[Passage shown]
1.07  Banking Arrangements
a.  The banking business of the Association shall be transacted at such bank, trust company, credit union or their firm or corporation carrying on a banking business in Canada.
b.  The banking business or any part of it shall be transacted by any two of the three signing officers of the Association.

1.08  Raising Money
The Board may raise money to fulfill the objectives of the CLA as required.

1.09  Borrowing Powers
A special resolution of members is required to authorize the Board to borrow money on the credit of the Association.

1.10  Annual Financial Statements
The Association shall send to the members a copy the annual financial statement and a proposed planned budget for a new fiscal year no later than 21 days prior to the AGM.

1.11  Voting Interpretation
Unless otherwise specified within these by-laws, all votes are based on votes cast on the question. All votes are considered ordinary resolutions unless specified as a special resolution.

1.12  By-Law Interpretation
In all matters of procedures not specifically provided for in this by-law or the Act, the CLA Rules and Regulations as may be adopted by the Board or any General Meeting from time to time, shall govern. If further clarification is required, Robert’s Rules of Order shall govern.

1.13  Audit
If necessary, the CLA will engage the services of a Public Accountant to perform an audit
or review engagement in accordance with the Act.
[/Passage shown]
Task set —
[1] Quote the by-law excerpt, beginning at the words "1.12  By-Law Interpretation" and stopping after "with the Act.".
[2] Answer these questions from the by-law excerpt:
(a) How many signing officers must transact the Association's banking business?
(b) What is required to authorize the Board to borrow money on the credit of the Association?
(c) How many days before the AGM, at the latest, must the annual financial statement be sent to members?
[3] Carry on the by-law excerpt from the point where it stops.
[Records provided]
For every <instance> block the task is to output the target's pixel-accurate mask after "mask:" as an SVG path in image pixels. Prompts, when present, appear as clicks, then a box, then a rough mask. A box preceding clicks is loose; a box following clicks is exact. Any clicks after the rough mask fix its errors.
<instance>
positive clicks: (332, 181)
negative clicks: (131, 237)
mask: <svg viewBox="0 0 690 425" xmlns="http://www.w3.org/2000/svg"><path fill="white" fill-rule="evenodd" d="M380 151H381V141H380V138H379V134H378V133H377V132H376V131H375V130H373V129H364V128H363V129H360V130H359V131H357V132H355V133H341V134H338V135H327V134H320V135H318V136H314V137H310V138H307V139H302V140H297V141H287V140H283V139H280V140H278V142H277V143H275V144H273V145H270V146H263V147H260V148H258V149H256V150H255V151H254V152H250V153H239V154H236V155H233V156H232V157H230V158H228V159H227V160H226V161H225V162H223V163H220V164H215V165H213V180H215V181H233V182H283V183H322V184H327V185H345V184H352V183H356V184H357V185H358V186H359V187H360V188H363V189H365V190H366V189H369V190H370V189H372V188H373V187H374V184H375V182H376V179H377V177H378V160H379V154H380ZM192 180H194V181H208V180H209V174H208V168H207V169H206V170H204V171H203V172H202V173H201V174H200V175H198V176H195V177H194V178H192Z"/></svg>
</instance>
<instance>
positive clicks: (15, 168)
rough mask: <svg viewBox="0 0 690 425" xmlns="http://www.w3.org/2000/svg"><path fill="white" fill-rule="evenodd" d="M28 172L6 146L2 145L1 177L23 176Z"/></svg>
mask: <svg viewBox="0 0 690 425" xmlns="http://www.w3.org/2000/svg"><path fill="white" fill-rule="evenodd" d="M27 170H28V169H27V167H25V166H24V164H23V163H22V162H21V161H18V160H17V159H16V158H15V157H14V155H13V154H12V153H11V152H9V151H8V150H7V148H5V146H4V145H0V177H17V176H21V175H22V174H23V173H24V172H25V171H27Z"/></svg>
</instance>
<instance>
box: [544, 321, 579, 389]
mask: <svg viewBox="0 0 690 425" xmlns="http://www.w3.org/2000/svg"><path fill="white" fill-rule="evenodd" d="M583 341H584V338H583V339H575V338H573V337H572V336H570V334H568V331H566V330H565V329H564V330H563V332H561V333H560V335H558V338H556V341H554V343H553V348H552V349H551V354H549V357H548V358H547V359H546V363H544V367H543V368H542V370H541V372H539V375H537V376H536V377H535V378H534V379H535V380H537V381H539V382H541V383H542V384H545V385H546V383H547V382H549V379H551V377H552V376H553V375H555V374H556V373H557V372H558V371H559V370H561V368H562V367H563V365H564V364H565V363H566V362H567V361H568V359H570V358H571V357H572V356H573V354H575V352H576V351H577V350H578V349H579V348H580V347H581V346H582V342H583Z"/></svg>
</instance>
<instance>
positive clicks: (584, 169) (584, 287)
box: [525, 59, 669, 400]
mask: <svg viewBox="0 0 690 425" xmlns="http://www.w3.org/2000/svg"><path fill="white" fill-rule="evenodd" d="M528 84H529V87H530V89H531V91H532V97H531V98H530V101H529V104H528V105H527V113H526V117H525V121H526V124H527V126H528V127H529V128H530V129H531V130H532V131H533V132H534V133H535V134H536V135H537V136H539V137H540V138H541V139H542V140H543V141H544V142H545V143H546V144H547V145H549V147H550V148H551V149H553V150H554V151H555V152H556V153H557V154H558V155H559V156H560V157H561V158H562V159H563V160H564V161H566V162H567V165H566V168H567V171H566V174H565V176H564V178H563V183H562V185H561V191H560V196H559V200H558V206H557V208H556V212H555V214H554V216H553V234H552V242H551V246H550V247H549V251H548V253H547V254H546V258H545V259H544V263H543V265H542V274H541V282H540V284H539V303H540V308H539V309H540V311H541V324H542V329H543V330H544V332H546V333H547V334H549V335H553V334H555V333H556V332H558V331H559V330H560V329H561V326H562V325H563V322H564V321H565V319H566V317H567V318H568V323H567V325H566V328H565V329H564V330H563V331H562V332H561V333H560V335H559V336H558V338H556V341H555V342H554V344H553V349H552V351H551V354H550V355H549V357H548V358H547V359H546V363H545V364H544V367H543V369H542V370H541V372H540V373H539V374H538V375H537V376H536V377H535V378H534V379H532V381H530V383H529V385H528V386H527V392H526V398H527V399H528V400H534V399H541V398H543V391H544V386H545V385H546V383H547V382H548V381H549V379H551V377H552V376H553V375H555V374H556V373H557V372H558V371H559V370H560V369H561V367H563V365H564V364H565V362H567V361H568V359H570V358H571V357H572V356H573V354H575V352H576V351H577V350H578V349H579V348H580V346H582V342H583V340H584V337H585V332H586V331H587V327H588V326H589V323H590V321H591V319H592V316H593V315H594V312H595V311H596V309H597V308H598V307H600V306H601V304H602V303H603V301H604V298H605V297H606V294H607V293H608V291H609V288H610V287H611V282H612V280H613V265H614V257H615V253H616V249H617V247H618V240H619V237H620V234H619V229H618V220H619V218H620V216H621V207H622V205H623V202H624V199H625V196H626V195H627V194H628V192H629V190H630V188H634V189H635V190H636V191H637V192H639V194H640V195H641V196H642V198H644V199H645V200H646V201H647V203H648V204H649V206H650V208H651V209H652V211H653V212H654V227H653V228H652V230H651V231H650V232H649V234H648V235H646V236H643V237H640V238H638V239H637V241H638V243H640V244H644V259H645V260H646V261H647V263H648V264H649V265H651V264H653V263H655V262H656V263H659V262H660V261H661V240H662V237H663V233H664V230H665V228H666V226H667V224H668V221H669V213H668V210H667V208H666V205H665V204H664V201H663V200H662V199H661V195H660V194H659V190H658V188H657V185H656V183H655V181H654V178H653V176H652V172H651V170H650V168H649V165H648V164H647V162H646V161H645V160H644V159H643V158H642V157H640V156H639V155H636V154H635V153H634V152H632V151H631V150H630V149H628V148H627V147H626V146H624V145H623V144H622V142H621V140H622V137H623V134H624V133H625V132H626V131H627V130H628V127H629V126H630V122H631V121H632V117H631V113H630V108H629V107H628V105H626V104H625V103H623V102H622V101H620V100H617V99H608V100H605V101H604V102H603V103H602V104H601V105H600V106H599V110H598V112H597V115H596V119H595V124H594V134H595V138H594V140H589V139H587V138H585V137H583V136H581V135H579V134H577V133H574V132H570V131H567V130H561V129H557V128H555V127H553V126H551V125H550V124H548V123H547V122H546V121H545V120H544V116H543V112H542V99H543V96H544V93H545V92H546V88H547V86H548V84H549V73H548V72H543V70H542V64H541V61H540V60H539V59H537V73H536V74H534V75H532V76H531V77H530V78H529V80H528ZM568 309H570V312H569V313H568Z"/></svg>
[/Records provided]
Responses by task —
[1]
1.12  By-Law Interpretation
In all matters of procedures not specifically provided for in this by-law or the Act, the CLA Rules and Regulations as may be adopted by the Board or any General Meeting from time to time, shall govern. If further clarification is required, Robert’s Rules of Order shall govern.

1.13  Audit
If necessary, the CLA will engage the services of a Public Accountant to perform an audit
or review engagement in accordance with the Act.

[2]
(a) Any two of the three signing officers.
(b) A special resolution of members.
(c) No later than 21 days prior to the AGM.

[3]
 

SECTION 2 – AIMS AND OBJECTIVES OF THE ASSOCIATION


2.01  To preserve and develop the cultural traditions of Ukrainian Lemkos in Canada and to cultivate the use and study of the Ukrainian language;

2.02  To support Ukrainian Lemkos, particularly those arriving as landed immigrants in Canada, in integrating into Canadian society;

2.03  To assist in publishing historical, sociological and cultural studies of Ukrainian Lemkos;

2.04  To organize, establish and support cultural events and institutions, such as museums, art collections, exhibitions and shows;

2.05  To raise funds to fulfill the objectives of CLA as required;

2.06  To support or join other Canadian-Ukrainian organizations in Canada and Ukrainian organizations outside Canada.

 

SECTION 3 – MEMBERSHIP

3.01  Membership Conditions
Subject to the articles, there shall be one class of members in the Association. Membership in the Association shall be available only to a person of Lemko origin or their spouse, residing in Canada who is interested in CLA activities and who accepts the CLA Constitution and Bylaws, and is 18 years of age or over. Upon completion of the membership application, payment of the membership fee, and acceptance into membership in the Association by ordinary resolution of the Board such person shall acquire full membership of the Association with the right to receive notice of, attend and vote at all meetings of the members of the Association.

3.02  Acquisition of membership
Any person who qualifies for membership must submit the membership application sponsored by two voting members in good standing and recommended at the CLA Branch meeting to CLA BD for approval. An applicant shall acquire full membership rights the moment his application has been approved. The CLA BD may reject the membership application of any applicant.

3.03  Membership transferability
Any membership may not be transferred.

3.04  Notice of General Meeting
Notice of the time and place of General Meeting shall be given to each member entitled to vote at the meeting in writing by mail, courier, personal delivery, electronic or other communication facility during a period of 21 to 30 days before the day on which the meeting is to be held.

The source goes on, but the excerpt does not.